**STATED TASK**. Write the data out again, exactly as given.

**MATERIAL SHOWN**.
-----

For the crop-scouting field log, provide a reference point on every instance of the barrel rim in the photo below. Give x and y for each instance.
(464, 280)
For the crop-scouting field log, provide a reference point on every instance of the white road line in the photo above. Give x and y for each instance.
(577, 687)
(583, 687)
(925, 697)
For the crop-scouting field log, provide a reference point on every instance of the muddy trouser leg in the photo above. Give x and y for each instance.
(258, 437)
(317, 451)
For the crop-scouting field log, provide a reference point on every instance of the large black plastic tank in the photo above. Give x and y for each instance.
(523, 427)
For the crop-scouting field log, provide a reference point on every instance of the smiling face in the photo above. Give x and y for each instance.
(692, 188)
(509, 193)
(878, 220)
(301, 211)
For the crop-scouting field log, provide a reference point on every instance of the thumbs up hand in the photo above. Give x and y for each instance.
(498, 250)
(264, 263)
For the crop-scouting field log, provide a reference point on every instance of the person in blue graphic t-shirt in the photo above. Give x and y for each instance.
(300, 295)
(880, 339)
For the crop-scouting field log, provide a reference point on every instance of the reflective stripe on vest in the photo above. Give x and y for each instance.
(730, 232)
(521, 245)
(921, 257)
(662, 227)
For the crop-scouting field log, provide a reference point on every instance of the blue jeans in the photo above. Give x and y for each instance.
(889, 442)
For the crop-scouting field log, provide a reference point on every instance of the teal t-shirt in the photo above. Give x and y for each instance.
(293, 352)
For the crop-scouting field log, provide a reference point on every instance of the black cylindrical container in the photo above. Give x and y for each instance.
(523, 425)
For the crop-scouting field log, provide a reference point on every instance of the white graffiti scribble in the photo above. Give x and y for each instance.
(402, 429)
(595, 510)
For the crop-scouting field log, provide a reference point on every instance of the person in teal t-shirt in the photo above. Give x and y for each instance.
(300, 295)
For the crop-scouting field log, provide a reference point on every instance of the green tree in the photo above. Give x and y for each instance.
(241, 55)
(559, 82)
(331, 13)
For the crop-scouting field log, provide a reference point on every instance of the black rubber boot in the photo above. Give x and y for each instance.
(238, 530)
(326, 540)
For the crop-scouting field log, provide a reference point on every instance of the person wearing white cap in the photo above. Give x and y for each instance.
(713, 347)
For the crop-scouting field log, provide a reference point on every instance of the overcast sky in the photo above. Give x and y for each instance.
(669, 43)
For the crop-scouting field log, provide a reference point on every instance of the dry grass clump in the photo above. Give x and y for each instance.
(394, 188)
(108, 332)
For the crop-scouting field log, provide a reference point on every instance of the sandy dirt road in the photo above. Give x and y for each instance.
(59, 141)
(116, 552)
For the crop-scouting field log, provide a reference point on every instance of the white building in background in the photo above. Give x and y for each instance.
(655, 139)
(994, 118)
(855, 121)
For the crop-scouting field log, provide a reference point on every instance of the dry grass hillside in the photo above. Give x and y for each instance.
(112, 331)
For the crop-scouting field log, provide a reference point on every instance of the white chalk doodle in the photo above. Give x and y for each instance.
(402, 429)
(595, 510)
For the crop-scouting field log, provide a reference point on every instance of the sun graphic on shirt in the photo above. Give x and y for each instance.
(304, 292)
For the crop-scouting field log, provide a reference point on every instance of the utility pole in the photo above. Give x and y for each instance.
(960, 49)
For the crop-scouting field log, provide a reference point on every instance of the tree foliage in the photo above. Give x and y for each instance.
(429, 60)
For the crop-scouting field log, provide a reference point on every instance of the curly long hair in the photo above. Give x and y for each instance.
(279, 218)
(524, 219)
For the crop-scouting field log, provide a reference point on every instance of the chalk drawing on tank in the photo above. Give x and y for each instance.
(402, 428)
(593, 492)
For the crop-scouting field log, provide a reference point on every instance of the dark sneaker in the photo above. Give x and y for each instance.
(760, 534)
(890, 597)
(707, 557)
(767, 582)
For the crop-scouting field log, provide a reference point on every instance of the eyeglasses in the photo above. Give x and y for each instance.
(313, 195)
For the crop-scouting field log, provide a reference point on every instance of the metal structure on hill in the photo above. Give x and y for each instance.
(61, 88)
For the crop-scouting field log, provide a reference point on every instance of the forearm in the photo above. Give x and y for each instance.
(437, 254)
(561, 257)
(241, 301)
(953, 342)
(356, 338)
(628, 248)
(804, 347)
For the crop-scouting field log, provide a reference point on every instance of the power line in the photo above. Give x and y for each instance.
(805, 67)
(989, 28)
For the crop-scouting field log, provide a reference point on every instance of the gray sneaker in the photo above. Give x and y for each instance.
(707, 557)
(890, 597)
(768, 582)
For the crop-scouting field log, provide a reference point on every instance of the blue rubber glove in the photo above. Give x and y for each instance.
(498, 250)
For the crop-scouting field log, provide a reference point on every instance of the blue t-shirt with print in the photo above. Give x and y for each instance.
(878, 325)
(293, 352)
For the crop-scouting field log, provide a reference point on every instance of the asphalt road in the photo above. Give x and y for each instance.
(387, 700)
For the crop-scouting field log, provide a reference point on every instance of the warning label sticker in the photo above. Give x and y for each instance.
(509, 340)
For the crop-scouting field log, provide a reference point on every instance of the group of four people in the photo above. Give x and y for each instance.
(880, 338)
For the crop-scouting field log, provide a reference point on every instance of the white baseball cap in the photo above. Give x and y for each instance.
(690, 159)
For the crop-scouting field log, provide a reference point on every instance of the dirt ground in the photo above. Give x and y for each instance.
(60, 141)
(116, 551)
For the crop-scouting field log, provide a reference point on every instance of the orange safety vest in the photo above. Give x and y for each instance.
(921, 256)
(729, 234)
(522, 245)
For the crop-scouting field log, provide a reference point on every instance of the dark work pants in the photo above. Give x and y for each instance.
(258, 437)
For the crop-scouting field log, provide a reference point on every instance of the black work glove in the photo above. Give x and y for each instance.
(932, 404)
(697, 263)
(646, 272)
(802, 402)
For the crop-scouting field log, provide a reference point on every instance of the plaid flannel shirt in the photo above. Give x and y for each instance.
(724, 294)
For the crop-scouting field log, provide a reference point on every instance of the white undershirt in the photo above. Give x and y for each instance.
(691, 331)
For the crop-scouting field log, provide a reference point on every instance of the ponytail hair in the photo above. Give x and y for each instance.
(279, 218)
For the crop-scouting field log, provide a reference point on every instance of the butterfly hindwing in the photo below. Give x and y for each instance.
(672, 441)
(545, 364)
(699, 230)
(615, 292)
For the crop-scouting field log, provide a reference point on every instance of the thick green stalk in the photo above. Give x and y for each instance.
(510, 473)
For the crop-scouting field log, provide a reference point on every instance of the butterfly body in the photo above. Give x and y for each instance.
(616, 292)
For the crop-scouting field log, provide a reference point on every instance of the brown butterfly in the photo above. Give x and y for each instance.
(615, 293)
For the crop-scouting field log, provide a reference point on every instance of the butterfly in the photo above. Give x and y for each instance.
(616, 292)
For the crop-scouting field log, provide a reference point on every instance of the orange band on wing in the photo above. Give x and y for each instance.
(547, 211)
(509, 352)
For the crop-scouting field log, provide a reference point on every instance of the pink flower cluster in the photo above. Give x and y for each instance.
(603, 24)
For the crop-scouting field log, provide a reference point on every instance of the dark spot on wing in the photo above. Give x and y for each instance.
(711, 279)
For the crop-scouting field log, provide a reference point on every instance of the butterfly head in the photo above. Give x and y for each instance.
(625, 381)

-----

**RESULT OF THIS TASK**.
For the crop-scouting field log, provide a reference point on every instance of the barrel rim in the photo below. Give x and y for each instance.
(464, 280)
For the crop-scouting field log, provide a reference point on every instance of the white road line in the photo above. Give x and y for each instance.
(577, 687)
(583, 687)
(925, 697)
For the crop-scouting field log, provide a reference point on every instance of the muddy trouser leg in the photo above. Give x and y for each instance.
(258, 437)
(317, 451)
For the crop-scouting field log, provide a reference point on every instance of the large black plastic tank in the photo above. Give x and y for each instance.
(523, 427)
For the crop-scouting field log, provide a reference point on every instance of the smiling face in the photo above. Give x and y for each instance.
(692, 188)
(509, 193)
(878, 220)
(301, 211)
For the crop-scouting field log, provide a reference point on every instance of the thumbs up hand in the photo above. Give x and y for each instance.
(498, 250)
(264, 263)
For the crop-scouting field log, provide a reference point on every instance of the person in blue graphic t-shirt in the photo above. Give x and y for each instance.
(300, 295)
(880, 339)
For the crop-scouting field log, provide a reference point on every instance of the reflective stripe on vest in the photo above. Give x and y for each instance.
(730, 232)
(521, 245)
(921, 257)
(662, 227)
For the crop-scouting field log, provide a reference point on every instance of the blue jeans in the photo above. Give x and y for each instance.
(889, 442)
For the crop-scouting field log, provide a reference point on every instance of the teal t-shirt in the photo above. Give x and y for each instance.
(293, 352)
For the crop-scouting field log, provide a reference point on every instance of the black cylindrical container in the photo above. Give x and y for each instance.
(523, 425)
For the crop-scouting field log, provide a reference point on every instance of the white graffiti scribble in the photo above. Give x and y for each instance.
(402, 429)
(595, 510)
For the crop-scouting field log, provide a reference point on every instance of the person in teal t-shirt in the photo above. Give x and y for each instance.
(300, 295)
For the crop-scouting field log, provide a reference point on every instance of the green tree in the photo above. Give x and y for each instance.
(241, 55)
(559, 82)
(331, 13)
For the crop-scouting field log, provide a reference point on every instance of the black rubber boot in the photo above. Give x and y for each instance.
(238, 530)
(326, 540)
For the crop-scouting field log, provide a reference point on every instance of the person wearing white cap in the photo above. Give x and y for each instance.
(713, 347)
For the crop-scouting field log, provide a reference point on every instance of the overcast sky in the photo above. Give x and y for each instance.
(669, 43)
For the crop-scouting field log, provide a reference point on every instance of the dry grass clump in the photo above. Give x and y for each instance.
(394, 188)
(108, 332)
For the crop-scouting field log, provide a reference point on every instance of the sandy dirt road in the photo above. Give x and y for each instance.
(59, 141)
(116, 552)
For the crop-scouting field log, provide a reference point on every instance of the white building in background in the photo above. Give x and y for each instance.
(655, 139)
(994, 118)
(855, 121)
For the crop-scouting field log, provide a reference point on every instance of the dry grass hillside in the photo above. Give x and y for each instance.
(112, 331)
For the crop-scouting field log, provide a reference point on every instance of the white chalk doodle in the photo above. Give x and y for each instance.
(402, 429)
(595, 510)
For the crop-scouting field log, provide a reference point on every instance of the sun graphic on shirt in the photo above. Give x and y for each instance.
(304, 292)
For the crop-scouting field log, provide a reference point on every instance of the utility pole in the photo above. Give x and y for each instance.
(960, 49)
For the crop-scouting field log, provide a reference point on every instance of the tree foliage in the photo above. Give x and y for each instance.
(429, 60)
For the crop-scouting field log, provide a reference point on every instance of the curly long hair in the photo above. Give x and y for each instance.
(279, 218)
(524, 219)
For the crop-scouting field log, provide a reference point on every instance of the chalk drawing on tank in the photo above. Give x and y for each instance.
(402, 428)
(593, 492)
For the crop-scouting field log, provide a reference point on every instance of the dark sneaker in the photo above. Give x and y for each instance.
(760, 534)
(890, 597)
(707, 557)
(767, 582)
For the crop-scouting field log, provide a reference point on every instance of the eyeglasses in the photo above. Give x and y for each instance.
(313, 195)
For the crop-scouting field log, provide a reference point on every instance of the metal structure on hill in the photo above. Give x and y for each instance.
(61, 88)
For the crop-scouting field log, provide a reference point on every instance of the forearm in the photo above. Give x and y for each instance.
(437, 254)
(561, 257)
(241, 301)
(953, 342)
(356, 338)
(628, 248)
(804, 347)
For the crop-scouting field log, provide a reference point on every instance of the power line in the photo above. Give x and y for each instance.
(805, 67)
(989, 28)
For the crop-scouting field log, provide a reference point on every instance of the gray sneaker in the photo above. Give x and y for each instance.
(707, 557)
(890, 597)
(768, 582)
For the crop-scouting field log, provide a reference point on every instance of the blue rubber glove in the photo above. Give x and y for each instance.
(498, 250)
For the crop-scouting field log, provide a reference point on every instance of the blue t-shirt with print in the photo above. Give x and y for each instance.
(878, 325)
(293, 352)
For the crop-scouting field log, provide a reference point on every instance of the asphalt road in the photo above. Give x and y for each instance.
(387, 700)
For the crop-scouting field log, provide a reference point on every instance of the warning label sticker in the photo above. Give x and y for each instance.
(509, 340)
For the crop-scouting field log, provide a reference point on every instance of the group of four people in the photo above. Give x and y for each instance.
(880, 338)
For the crop-scouting field log, provide a reference point on every instance of the white baseball cap in the photo above. Give x and y for each instance.
(690, 159)
For the crop-scouting field log, provide a reference point on every instance of the dirt ground in the photo above. Give x and y for each instance.
(60, 141)
(116, 551)
For the crop-scouting field log, provide a reference point on every instance of the orange safety vest in the photo above. Give x and y for each instance.
(921, 256)
(729, 234)
(522, 245)
For the crop-scouting field log, provide a reference point on every instance of the dark work pants in the photo above. Give x and y for each instance.
(258, 437)
For the crop-scouting field log, provide a reference point on every instance of the black work glove in the photo above. Give x and y for each instance.
(932, 404)
(697, 263)
(646, 272)
(802, 402)
For the crop-scouting field log, provide a reference point on every instance of the plaid flannel shirt in the photo above. Give x and y for each instance.
(724, 294)
For the crop-scouting field log, provide a reference point on every instance of the white undershirt in the photo above. Give x and y for each instance.
(691, 331)
For the crop-scouting field log, provide a reference point on every instance of the ponytail hair in the photo above. Give x and y for each instance.
(279, 218)
For the crop-scouting field log, provide a reference point on every instance of the butterfly hindwing in the photo below. Give x and y for each instance.
(672, 441)
(545, 364)
(699, 230)
(615, 292)
For the crop-scouting field log, provide a reference point on every instance of the thick green stalk in the photo above. Give x and y for each instance.
(510, 473)
For the crop-scouting field log, provide a reference point on every instance of the butterfly body in the photo above. Give x and y for each instance.
(616, 292)
For the crop-scouting field log, provide a reference point on every instance of the brown butterfly in the photo above. Give x and y for each instance.
(615, 293)
For the crop-scouting field log, provide a reference point on every instance of the butterfly in the photo above. Give x and y for each instance.
(616, 292)
For the crop-scouting field log, provide a reference point on every instance of the orange band on wing in the photo above. Give x and y for each instance.
(547, 211)
(509, 352)
For the crop-scouting field log, provide a reference point on every instance of the pink flower cluster in the photo above. Give x and y for each instance.
(603, 24)
For the crop-scouting field log, provide a reference point on every instance of the dark spot on wing in the photo above. Give x and y for each instance.
(711, 279)
For the crop-scouting field log, provide a reference point on every instance of the butterfly head in the photo above. Give x and y for each instance.
(625, 381)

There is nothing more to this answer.